• _Activité 1_:
Répondez à ces questions d'après le texte sur les alliances maritimes :
(a) Quelle part de la capacité de la nouvelle alliance sera fournie par Maersk ?
(b) Aux côtés de quelles compagnies Hapag-Lloyd était-il membre de THE Alliance ?
(c) À partir de quand la rupture entre Maersk et MSC au sein de 2M sera-t-elle effective ?
• _Activité 2_: Prolongez le texte sur les alliances maritimes au-delà de sa dernière phrase.

• _Extrait à lire_:
Maersk et Hapag-Lloyd – numéros deux et cinq mondiaux de la ligne régulière –, avaient créé la surprise en annonçant en janvier dernier leur future coopération à partir du mois de février 2025 sur la plupart des lignes Est-Ouest. La nouvelle alliance, qui consiste à partager des navires et une stratégie commune, consolidera une capacité de 3,4 MEVP, fournie à 60 % par Maersk et à 40 % par Hapag-Lloyd.

Dans ce cadre, Hapag-Lloyd sortira donc de THE Alliance dont il était membre aux côtés de ONE, HMM et Yang Ming (laissant ses partenaires avec une capacité de 2,3 MEVP). La rupture entre Maersk et MSC au sein de 2M a, quant à elle, été révélée début 2023 et sera effective à compter de janvier 2025 (2,71 MEVP partagés l'an dernier).

• _Extraits de données_:
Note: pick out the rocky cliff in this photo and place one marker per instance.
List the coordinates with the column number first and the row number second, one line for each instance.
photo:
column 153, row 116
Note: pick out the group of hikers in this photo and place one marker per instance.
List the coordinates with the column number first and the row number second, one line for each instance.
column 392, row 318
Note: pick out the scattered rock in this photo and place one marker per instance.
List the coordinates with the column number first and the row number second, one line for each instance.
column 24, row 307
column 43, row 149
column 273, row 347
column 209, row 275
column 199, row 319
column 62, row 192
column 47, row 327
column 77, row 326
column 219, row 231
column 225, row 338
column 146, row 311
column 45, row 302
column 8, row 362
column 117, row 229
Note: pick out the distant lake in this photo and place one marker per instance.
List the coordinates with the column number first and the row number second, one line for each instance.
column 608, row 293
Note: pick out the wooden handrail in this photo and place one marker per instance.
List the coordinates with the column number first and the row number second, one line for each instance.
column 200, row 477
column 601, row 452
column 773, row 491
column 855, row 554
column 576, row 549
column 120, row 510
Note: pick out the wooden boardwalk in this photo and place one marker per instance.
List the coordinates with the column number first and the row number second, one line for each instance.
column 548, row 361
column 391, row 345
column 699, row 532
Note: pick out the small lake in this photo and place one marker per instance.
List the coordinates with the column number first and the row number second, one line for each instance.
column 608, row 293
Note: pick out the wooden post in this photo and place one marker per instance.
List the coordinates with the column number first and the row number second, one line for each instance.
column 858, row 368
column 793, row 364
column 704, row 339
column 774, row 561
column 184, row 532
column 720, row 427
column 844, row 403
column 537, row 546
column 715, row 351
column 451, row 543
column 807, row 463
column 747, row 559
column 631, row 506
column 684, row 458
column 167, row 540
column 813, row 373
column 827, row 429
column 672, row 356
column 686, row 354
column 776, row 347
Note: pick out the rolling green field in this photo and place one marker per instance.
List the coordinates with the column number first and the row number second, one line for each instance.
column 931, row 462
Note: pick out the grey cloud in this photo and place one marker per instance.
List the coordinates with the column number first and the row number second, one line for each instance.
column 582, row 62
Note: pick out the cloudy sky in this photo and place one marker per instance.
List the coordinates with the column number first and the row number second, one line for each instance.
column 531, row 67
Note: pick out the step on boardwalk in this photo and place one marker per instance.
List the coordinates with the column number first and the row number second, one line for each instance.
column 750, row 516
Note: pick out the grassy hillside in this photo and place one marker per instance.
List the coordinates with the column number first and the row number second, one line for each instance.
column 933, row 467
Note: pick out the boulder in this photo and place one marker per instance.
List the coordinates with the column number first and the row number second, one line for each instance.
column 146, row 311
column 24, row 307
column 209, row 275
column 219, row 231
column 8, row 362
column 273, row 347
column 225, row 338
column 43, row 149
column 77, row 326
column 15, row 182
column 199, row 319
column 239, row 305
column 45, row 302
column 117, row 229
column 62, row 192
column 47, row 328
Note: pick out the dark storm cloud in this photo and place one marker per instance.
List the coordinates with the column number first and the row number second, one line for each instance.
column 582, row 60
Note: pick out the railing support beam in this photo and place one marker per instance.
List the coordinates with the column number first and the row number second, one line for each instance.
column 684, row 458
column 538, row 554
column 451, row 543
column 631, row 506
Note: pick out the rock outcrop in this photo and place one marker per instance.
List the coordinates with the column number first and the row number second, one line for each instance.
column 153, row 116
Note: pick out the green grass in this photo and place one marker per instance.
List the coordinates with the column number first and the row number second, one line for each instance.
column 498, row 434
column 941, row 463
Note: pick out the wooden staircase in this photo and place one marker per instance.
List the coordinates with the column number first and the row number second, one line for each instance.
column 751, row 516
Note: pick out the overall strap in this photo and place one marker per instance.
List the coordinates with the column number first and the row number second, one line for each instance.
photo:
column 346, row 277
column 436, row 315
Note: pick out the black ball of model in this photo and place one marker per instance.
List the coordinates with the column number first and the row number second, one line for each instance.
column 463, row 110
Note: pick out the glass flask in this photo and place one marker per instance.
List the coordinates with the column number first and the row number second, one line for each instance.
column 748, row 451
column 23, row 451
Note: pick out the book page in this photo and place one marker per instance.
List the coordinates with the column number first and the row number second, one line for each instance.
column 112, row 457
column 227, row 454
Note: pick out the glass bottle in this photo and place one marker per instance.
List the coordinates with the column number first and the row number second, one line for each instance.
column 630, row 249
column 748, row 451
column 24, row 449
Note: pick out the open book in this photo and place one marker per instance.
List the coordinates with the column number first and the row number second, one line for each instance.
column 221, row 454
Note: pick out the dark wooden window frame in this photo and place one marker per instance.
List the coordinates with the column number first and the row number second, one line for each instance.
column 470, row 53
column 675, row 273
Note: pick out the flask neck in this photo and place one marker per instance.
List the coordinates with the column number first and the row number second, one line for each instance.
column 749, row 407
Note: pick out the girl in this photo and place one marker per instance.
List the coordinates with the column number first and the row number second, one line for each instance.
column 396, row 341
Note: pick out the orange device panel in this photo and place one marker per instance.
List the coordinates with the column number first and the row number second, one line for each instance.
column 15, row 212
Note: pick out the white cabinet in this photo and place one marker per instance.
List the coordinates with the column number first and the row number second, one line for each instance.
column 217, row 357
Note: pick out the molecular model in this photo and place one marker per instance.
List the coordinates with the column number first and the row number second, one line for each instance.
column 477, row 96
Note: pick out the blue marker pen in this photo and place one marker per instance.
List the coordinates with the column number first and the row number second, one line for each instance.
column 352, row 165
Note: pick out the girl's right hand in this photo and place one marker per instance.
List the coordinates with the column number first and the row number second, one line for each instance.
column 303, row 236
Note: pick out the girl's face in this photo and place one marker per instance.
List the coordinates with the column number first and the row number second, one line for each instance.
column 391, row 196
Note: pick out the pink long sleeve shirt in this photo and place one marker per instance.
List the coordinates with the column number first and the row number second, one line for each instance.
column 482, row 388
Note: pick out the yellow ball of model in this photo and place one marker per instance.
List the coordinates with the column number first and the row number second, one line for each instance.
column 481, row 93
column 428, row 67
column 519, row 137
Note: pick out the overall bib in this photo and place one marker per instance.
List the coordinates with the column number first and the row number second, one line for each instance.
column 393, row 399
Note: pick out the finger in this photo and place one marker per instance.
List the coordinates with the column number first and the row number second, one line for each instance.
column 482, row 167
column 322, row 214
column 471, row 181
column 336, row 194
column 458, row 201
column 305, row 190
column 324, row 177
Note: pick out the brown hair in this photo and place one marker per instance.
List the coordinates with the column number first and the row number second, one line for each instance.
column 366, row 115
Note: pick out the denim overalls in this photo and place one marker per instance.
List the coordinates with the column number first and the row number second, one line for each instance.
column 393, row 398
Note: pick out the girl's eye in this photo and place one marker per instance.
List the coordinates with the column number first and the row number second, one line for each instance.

• _Espace réponse 1_:
(a) 60 %
(b) ONE, HMM et Yang Ming
(c) Janvier 2025

• _Espace réponse 2_:
Une alliance revendiquée différente

Mais la spécificité revendiquée de la nouvelle alliance baptisée Gemini n'est pas dans le déballage de navires et de parts de marché acquises à coups d'EVP. Mais dans une garantie de fiabilité des horaires supérieure à 90 %. Pour ce faire, le nouveau partenariat repose sur un concept de hub & spoke, s'articulant autour « d'un réseau efficace de lignes principales, complété par des navettes dédiées, qui escaleront dans les hubs portuaires clés pour pouvoir y effectuer des opérations de transbordement côte à côte », avait détaillé Rolf Habben Jansen le PDG d'Hapag-Lloyd au cours d'une conférence de presse.

Le réseau en étoile, tel qu’il est proposé, prévoit ainsi un nombre limité d'escales (300 touchés) dans des ports pivots quasi exclusivement sous leur contrôle de façon à en maîtriser la planification et à garantir leur productivité, d’où leur engagement d’horloger. Les navires mères n’escaleront donc plus dans certains ports, lesquels seront desservis par des « shuttle ». Ces navettes, au nombre de 57, seront de plus grande capacité qu’un feeder classique (5 000 à 6 000 EVP) et en mesure de parcourir de plus longues distances (liaisons régionales).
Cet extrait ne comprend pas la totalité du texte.